:: PASSAGE GIVEN ::
William S. Mahavier

Remembrances

A Reminiscence of Bill Mahavier

by Michel Smith

 

I’m a student of William S. Mahavier, having completed my degree under his direction at Emory University in 1974.  I first met Bill by telephone in Spring of 1969; I was an undergraduate senior at the University of Texas and I had applied to Emory, where Bill taught, for graduate school.  Several other students from UT, in the wake of R.L. Moore’s forced retirement, were also applying to Emory.  Bill was visiting Texas and wanted to meet some of these students.  I had taken courses from Moore and H. S. Wall, and so Emory was one of the places to go to for graduate school since it had students of Moore and Wall teaching there (and using the Moore method, which was particularly important to us).  Bill has a deep rich voice and on the telephone he sounded like a seven-foot-tall Texas Ranger.  If this image of stature could be reinterpreted in a teacher of mathematics, then my original image was pretty much on the mark.

As anyone who has met Bill knows, he was a staunch advocate and user of the Moore method, also called the Texas method, in his teaching.  Back in those days it was mostly called the Texas method because both Moore and Wall at Texas, and their graduate students, used it.  In my first year at Emory I took classes from Mahavier and John Neuberger, students of Moore and Wall respectively.  I had taken 688 from Moore back at Texas (many who read this will know what that is - it was the first topology course that Moore taught.  It was called (I think) Foundations of Mathematics). 

Although I didn’t know any of the theorems from the class by name I knew them by the theorem number by which Moore identified them.  Thus I still know Zorn’s lemma as Theorem 39.  (I found out it was called Zorn’s lemma years later.)  Between the time when Bill took 688 and the time I took it, Moore had published a new edition of his Foundations book.  Thus, Bill referred to his original numbering as the “King James” version and the numbering that the new students used as the “Revised Standard” version.  I conjecture that he had copies of both; certainly he was comfortable with our numbering.  I think the important thing was that each of us (those who had come from UT) had either proven or tried to prove these theorems in Moore’s class and Bill picked up where we left off with Moore in the Revised Standard Version.

Regarding theology, I don’t recall having any theological discussions with Bill, though I have a pretty good guess of his theological inclinations.  When I was at Emory, there was a student working under his direction at the tail end of the Ph.D. process who completed the degree a few years before I did.  This student was very religious and, Bill told me, in the acknowledgements section of the dissertation thanked Jesus Christ - saying something like, “I couldn’t have done the dissertation without His [Jesus Christ’s] help.”  I distinctly remember Bill’s saying something like, “If I thought [so and so] had any outside help with the dissertation, I’d never have signed off on it.”

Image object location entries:
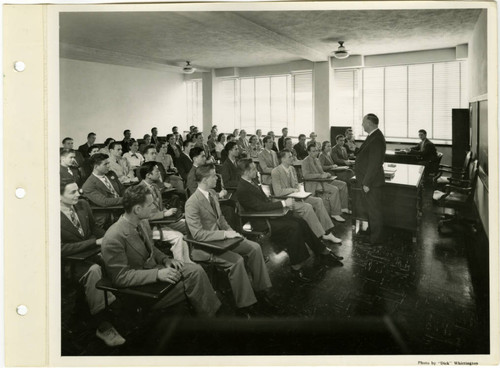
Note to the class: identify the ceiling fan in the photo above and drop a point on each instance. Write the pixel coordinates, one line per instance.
(341, 52)
(188, 69)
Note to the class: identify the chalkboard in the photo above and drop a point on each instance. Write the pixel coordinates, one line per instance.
(482, 154)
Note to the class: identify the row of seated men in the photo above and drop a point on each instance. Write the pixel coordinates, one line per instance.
(128, 250)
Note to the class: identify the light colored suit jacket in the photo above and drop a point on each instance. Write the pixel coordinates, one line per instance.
(267, 164)
(311, 169)
(283, 184)
(126, 256)
(203, 223)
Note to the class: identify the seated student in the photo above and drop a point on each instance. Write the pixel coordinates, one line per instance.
(131, 259)
(172, 233)
(268, 159)
(167, 162)
(68, 144)
(67, 168)
(134, 158)
(184, 162)
(271, 134)
(229, 170)
(281, 140)
(289, 146)
(327, 164)
(119, 165)
(254, 147)
(335, 194)
(219, 145)
(146, 143)
(79, 232)
(127, 140)
(87, 166)
(105, 149)
(207, 223)
(84, 148)
(312, 210)
(425, 148)
(289, 231)
(350, 144)
(103, 188)
(301, 148)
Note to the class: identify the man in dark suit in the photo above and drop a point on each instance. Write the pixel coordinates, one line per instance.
(301, 148)
(83, 149)
(281, 140)
(206, 222)
(131, 258)
(229, 171)
(184, 162)
(79, 232)
(103, 188)
(370, 175)
(68, 144)
(67, 169)
(425, 148)
(292, 232)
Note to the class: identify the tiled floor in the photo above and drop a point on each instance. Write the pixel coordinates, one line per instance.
(424, 289)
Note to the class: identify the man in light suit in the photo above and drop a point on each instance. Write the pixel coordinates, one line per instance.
(268, 159)
(335, 195)
(79, 232)
(131, 259)
(103, 188)
(370, 175)
(206, 223)
(312, 210)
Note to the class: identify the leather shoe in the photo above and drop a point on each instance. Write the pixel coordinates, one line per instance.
(331, 259)
(301, 276)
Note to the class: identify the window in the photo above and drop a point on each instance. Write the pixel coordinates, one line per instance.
(405, 98)
(194, 102)
(266, 103)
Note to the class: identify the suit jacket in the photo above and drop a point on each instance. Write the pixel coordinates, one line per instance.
(282, 183)
(267, 164)
(427, 149)
(370, 159)
(339, 155)
(128, 259)
(281, 143)
(204, 224)
(301, 151)
(95, 190)
(83, 149)
(184, 165)
(311, 169)
(71, 240)
(65, 175)
(230, 174)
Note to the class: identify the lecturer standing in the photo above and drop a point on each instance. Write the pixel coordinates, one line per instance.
(370, 175)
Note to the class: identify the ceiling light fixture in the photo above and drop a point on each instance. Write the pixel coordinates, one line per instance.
(188, 69)
(341, 52)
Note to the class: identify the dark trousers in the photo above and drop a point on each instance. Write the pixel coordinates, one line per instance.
(373, 201)
(293, 234)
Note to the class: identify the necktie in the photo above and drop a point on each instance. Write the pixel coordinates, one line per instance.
(212, 203)
(140, 231)
(76, 221)
(110, 186)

:: WHAT THE TASK REQUIRES ::
Revise the reminiscence of Bill Mahavier by reproducing everything from "Although I didn’t" down to "Revised Standard Version.", with "Zorn’s lemma" changed to "the maximal principle".

:: OUTPUT ::
Although I didn’t know any of the theorems from the class by name I knew them by the theorem number by which Moore identified them.  Thus I still know the maximal principle as Theorem 39.  (I found out it was called the maximal principle years later.)  Between the time when Bill took 688 and the time I took it, Moore had published a new edition of his Foundations book.  Thus, Bill referred to his original numbering as the “King James” version and the numbering that the new students used as the “Revised Standard” version.  I conjecture that he had copies of both; certainly he was comfortable with our numbering.  I think the important thing was that each of us (those who had come from UT) had either proven or tried to prove these theorems in Moore’s class and Bill picked up where we left off with Moore in the Revised Standard Version.